> Job 1: Please rewrite the rows from the line with "Our team needs the bounding box of the wispy" to the line with "[248,0,480,340]", swapping "wispy" for "thin" and leaving everything else untouched.

> Source document:
• • •

Over time I’ve learned to appreciate being an enduring apprentice Jack-of-not-all-but-many-trades over a wannabe Superman, no matter how flattering the encouragement radiating from the latter.
I certainly won’t hold it against you if you like to still look upon me that way, but please, keep it to yourself, or before you realize what you’ve enkindled it will get ahead of me, trying to live up to those expectations, blaming the inevitable failure on the amount of pressure unintentionally loaded upon me, resulting in frustration and self-doubt.
Intelligibly meant as a compliment, this one word soon becomes the motivator of a complete vicious circle, a sinister labyrinth in which I regularly got lost in in the past but nowadays I know my way around its emergency exits.

Cloud castles build on those delusory hopes do not necessarily move along with upscaling or downsizing ones dreams or life ambitions and even smart adjustments don’t make them disappear automatically, one must actively address them by attacking this problematic overestimation with a mildly ironic and teasing artist’s impression, at least that’s how it works for me, too often perished from my own successes to look back on them as such.

• • •

> Provided records:
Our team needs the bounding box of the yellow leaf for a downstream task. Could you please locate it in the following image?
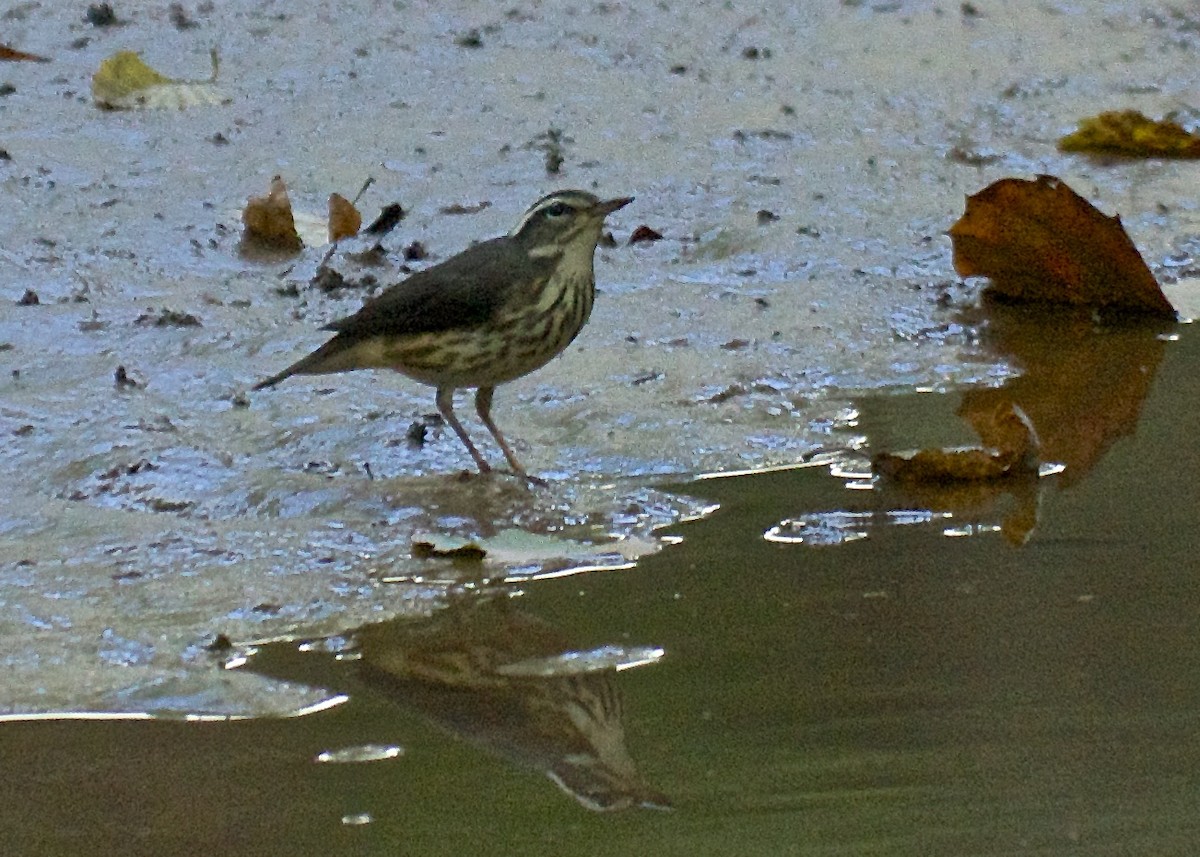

• • •

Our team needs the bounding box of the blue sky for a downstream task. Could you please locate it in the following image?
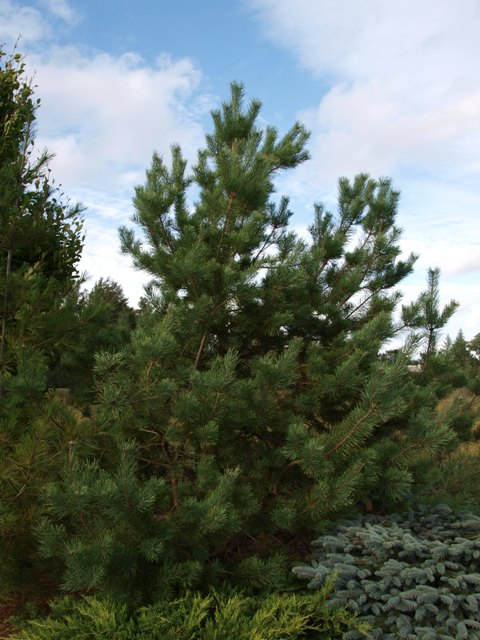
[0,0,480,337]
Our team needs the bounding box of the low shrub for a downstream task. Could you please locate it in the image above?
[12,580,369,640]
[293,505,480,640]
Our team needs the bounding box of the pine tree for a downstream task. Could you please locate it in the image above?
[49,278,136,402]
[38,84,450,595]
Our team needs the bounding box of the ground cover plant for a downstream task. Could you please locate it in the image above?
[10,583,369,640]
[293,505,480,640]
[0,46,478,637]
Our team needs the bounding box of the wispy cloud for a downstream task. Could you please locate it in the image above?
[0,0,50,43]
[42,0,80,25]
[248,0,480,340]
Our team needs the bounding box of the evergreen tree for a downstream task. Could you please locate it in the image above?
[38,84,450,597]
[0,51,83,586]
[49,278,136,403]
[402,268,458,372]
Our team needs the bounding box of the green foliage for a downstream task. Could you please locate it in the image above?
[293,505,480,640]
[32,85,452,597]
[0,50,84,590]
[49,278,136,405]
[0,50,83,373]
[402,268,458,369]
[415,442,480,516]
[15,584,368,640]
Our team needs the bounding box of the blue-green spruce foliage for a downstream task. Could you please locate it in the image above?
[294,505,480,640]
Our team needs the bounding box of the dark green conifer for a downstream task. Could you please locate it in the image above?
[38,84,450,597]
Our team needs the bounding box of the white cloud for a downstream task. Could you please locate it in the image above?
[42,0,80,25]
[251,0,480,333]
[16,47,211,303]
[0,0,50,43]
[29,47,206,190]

• • •

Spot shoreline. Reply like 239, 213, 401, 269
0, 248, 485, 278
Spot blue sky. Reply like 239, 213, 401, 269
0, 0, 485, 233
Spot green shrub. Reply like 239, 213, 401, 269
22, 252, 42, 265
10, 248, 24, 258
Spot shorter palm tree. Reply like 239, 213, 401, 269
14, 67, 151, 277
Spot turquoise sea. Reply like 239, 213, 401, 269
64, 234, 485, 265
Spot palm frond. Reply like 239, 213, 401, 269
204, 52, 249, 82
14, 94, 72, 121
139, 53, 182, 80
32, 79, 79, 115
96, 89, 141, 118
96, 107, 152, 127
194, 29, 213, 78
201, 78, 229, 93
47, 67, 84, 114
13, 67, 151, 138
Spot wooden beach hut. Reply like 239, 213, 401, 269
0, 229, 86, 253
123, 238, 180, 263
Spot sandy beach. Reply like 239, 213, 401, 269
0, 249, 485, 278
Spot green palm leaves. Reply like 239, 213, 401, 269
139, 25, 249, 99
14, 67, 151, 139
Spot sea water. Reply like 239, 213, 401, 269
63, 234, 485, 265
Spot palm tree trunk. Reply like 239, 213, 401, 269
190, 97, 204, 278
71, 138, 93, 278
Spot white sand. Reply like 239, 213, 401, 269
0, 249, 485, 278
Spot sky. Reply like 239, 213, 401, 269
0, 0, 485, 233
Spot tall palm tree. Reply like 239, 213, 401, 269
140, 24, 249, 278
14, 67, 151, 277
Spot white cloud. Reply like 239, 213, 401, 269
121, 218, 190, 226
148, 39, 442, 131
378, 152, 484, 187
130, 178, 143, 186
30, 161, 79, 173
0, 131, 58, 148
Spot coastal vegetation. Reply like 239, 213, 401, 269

• • •

> Job 2:
Answer these questions using the passage on self-expectations:
(a) What does the writer prefer to be, rather than a wannabe Superman?
(b) In the sinister labyrinth, what does the writer now know the way around?
(c) With what does the writer say the problematic overestimation should be attacked?

> Exercise output 1:
Our team needs the bounding box of the thin cloud for a downstream task. Could you please locate it in the image above?
[0,0,50,43]
[42,0,80,25]
[248,0,480,340]

> Exercise output 2:
(a) An enduring apprentice Jack-of-not-all-but-many-trades.
(b) Its emergency exits.
(c) A mildly ironic and teasing artist's impression.